EXTRAHIERTER TEXT:
-*-*-

GB, USA 2012
Regie:
Sam Mendes
Darsteller:
Daniel Craig,
Judi Dench,
Javier Bardem,
Ralph Fiennes,
Ben Whishaw,
Naomie Harris,
Albert Finney,
Ola Rapace
„So I wish I was
James Bond, just for the day. Kissing all the girls, blow the bad
guys away.“ [Scouting for
Girls]
Inhalt:
James Bond [Daniel Craig] ist tot! Zumindest
M [Judi Dench] glaubt das und verfasst auch schon mal nen Nachruf.
Bei einem Einsatz in der Türkei wurde der beste Agent des MI6
angeschossen (von den eigenen Leuten – willkommen in unserem
kompetenten Fachteam!) und im Fluss versenkt. Aber Bond hat überlebt
(kein Wunder, sonst wäre der Vorspann der Abspann). Dennoch
verschwindet er zunächst im Untergrund und liefert sich
lebensgefährliche Trinkspiele mit den Einwohnern eines kleinen
Dörfchens irgendwo im Nirgendwo. Doch als eine Explosion das
Hauptquartier des MI6 erschüttert, meldet er sich zurück zum
Dienst. Zwar besteht er nicht mal mehr den Tauglichkeitstest, doch M
boxt Bond zurück in den Einsatz. In Shanghai soll er Jagd auf den
Killer Patrice [Ola Rapace] machen. Dieser handelt im Auftrag eines
Verbrechers, der dem Geheimdienst eine Liste mit Agentennamen
entwendet hat (der MI6 ist auch nicht mehr das, was er mal war). Zwar
überlebt Patrice die Konfrontation mit Bond nicht, doch ein
Spielchip in seinem Gepäck führt auf die Fährte Raoul Silvas
[Javier Bardem], eines ehemaligen MI6-Agenten, der ganz persönliche
Gründe für eine Rache hegt. Die Festnahme des Bösewichts gelingt
relativ reibungslos. Doch schon bald müssen MI6 und Bond
feststellen, dass sie nur Marionetten in einem teuflischen Spiel
Silvas sind.
Kritik:
Nein, das ist definitiv nicht mehr der James Bond
der 1960er und 70er Jahre. Das ist nicht mehr der Bond, der sich mit Wrestlern mit
tödlicher Kopfbedeckung prügelte. Das ist nicht mehr der Bond, der mit klobiger
Laserkanone ins All flog. Und das ist auch nicht mehr der Bond, der sich mit Tarzan-Schrei
durch den Dschungel hangelte. Mit den ebenso abstrusen wie
unbeschwerten Nonsens-Abenteuern früherer Zeiten hat SKYFALL,
der (zumindest nach offizieller Zählung) 23. James-Bond-Film und der
dritte mit dem gewöhnungsbedürftigen Daniel Craig in der Rolle des
Superagenten, inzwischen dermaßen wenig am Hut, dass es wohl ein
Ding der Unmöglichkeit wäre, einen Uninformierten davon zu
überzeugen, es mit ein und derselben Reihe zu tun zu haben.

-*-*-

DATENEINTRÄGE:
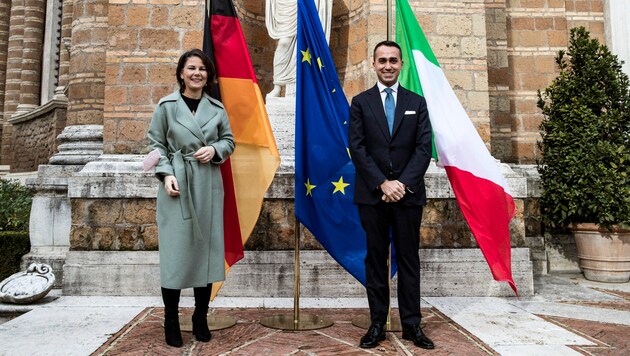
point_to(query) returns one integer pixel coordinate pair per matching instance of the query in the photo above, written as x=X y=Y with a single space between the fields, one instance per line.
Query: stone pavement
x=567 y=316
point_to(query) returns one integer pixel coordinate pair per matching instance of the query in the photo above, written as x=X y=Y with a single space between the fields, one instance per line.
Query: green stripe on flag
x=410 y=37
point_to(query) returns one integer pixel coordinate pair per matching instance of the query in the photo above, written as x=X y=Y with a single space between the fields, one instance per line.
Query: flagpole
x=296 y=322
x=389 y=20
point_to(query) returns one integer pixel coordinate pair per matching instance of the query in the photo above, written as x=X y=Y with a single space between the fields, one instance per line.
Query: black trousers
x=404 y=223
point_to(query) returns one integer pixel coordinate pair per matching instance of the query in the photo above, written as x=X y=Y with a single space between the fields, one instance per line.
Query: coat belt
x=182 y=166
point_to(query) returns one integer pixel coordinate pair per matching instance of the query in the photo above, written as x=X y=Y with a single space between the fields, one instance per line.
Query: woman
x=192 y=132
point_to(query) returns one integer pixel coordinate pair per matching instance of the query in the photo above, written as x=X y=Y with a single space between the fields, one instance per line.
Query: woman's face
x=195 y=77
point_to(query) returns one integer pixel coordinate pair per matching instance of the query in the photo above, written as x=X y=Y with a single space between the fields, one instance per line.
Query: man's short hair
x=387 y=43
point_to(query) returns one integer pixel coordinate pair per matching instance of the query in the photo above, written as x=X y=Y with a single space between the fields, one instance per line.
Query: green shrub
x=13 y=245
x=585 y=165
x=15 y=206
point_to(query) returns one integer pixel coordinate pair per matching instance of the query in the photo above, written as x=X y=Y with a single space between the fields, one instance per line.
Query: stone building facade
x=79 y=80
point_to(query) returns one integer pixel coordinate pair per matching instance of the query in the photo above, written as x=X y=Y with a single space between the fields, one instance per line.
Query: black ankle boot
x=200 y=315
x=172 y=332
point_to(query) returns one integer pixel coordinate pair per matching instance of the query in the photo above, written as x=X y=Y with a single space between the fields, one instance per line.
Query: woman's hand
x=205 y=154
x=171 y=186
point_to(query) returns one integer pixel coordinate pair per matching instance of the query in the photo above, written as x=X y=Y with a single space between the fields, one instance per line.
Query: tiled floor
x=144 y=336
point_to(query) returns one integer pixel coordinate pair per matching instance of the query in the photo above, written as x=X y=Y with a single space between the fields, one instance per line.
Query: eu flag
x=324 y=174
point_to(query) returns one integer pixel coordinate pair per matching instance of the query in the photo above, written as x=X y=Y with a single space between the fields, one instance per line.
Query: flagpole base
x=364 y=322
x=288 y=322
x=215 y=322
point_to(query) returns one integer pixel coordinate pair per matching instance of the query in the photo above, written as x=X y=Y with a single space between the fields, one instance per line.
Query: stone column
x=64 y=46
x=82 y=139
x=5 y=15
x=14 y=68
x=617 y=29
x=32 y=43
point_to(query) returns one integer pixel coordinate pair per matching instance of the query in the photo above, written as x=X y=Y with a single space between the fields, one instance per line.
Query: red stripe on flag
x=231 y=226
x=488 y=210
x=230 y=50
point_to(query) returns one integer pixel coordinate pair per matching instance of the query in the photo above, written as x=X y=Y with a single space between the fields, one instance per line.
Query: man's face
x=387 y=64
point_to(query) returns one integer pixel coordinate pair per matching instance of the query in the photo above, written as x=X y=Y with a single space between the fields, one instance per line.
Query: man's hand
x=393 y=191
x=205 y=154
x=171 y=186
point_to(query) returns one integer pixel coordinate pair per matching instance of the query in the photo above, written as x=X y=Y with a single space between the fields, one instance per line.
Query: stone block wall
x=113 y=225
x=144 y=41
x=36 y=132
x=536 y=31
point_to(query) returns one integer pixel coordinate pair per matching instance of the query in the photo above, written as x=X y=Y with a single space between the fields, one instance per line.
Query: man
x=390 y=144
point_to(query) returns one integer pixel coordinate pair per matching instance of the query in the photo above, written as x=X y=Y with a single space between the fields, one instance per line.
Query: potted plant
x=585 y=164
x=15 y=208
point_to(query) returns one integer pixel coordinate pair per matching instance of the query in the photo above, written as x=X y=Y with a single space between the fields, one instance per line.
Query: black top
x=192 y=103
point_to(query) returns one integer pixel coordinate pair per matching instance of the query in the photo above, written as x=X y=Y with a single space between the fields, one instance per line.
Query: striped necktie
x=390 y=109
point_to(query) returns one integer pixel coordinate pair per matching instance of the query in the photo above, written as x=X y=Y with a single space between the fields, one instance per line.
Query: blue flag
x=324 y=173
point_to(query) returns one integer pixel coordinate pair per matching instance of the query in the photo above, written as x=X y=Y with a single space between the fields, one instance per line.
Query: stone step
x=444 y=272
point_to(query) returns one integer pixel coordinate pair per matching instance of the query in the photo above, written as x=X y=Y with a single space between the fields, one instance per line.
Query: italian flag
x=251 y=168
x=480 y=189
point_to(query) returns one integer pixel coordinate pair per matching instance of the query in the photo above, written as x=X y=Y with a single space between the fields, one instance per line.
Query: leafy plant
x=13 y=245
x=585 y=165
x=15 y=206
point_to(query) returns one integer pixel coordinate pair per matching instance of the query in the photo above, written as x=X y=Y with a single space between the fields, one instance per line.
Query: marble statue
x=281 y=22
x=28 y=286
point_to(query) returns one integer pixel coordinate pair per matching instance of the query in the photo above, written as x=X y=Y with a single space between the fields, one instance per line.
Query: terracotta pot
x=604 y=255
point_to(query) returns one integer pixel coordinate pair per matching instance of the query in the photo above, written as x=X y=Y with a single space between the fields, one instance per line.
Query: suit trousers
x=404 y=223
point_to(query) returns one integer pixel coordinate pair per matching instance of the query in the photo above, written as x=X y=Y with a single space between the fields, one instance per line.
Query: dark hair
x=207 y=62
x=388 y=44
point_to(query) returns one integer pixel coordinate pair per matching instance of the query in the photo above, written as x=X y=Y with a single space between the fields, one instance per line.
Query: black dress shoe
x=415 y=334
x=375 y=333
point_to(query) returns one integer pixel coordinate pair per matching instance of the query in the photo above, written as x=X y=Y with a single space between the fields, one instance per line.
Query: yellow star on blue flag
x=340 y=186
x=321 y=150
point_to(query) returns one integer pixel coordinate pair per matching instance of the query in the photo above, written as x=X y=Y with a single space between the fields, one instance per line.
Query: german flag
x=251 y=168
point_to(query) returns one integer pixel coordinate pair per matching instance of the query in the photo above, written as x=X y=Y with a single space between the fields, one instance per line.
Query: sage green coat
x=190 y=226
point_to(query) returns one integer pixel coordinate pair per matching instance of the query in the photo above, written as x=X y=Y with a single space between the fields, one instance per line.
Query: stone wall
x=36 y=132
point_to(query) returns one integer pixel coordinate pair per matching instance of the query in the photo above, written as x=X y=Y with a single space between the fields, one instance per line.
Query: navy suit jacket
x=404 y=155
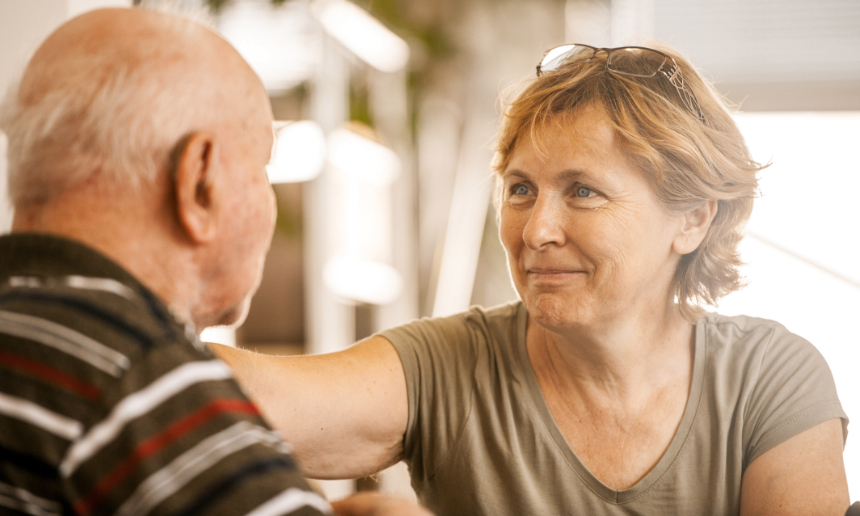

-*-*-

AUFGABEN:
**a.** In welcher Stadt soll Bond laut der Filmkritik zu SKYFALL Jagd auf den Killer Patrice machen?
**b.** Nenne alle Darsteller, die die Filmkritik zu SKYFALL aufführt.
**c.** Schreib die Filmkritik zu SKYFALL im Anschluss an ihren letzten Satz weiter.

LÖSUNGEN:
**a.** In Shanghai.

**b.** Daniel Craig, Judi Dench, Javier Bardem, Ralph Fiennes, Ben Whishaw, Naomie Harris, Albert Finney, Ola Rapace

**c.**
Natürlich braucht Bond nun ernsthaft niemandem mehr vorgestellt zu
werden. Den britischen Geheimagenten, der jeder noch so ausweglosen Situation entfleucht, jeden noch so geisteskranken
Superschurken zur Strecke bringt, dabei aber immer noch genug Zeit
findet, um Cocktails zu schlürfen und die schärfsten Tanten des
Planeten zu beglücken, kennt wahrlich jedes Kind. Das hinderte die
Autoren Neal Purvis, Robert Wade und John Logan jedoch nicht daran,
es dennoch zu versuchen und bürdeten sich mit ihrem Skript die
monumentale Aufgabe auf, den Menschen hinter dem Agenten sichtbar zu
machen, seine Schwächen und Selbstzweifel. „Ich habe
den Tod genossen“, antwortet Bond dann auch auf Ms Frage, warum
er sein Überleben so lang geheim hielt. Und tatsächlich liegt eine
unterschwellige Todessehnsucht in der Luft, eine unverarbeitete,
tiefgründige Trauer lastet auf Ihrer Majestäts Superagenten. Freud
wäre begeistert, führt ihn seine Selbstfindungsreise doch
schließlich zurück an den Ort seiner Kindheit, wo er sich seinen
verborgenen Dämonen stellen muss.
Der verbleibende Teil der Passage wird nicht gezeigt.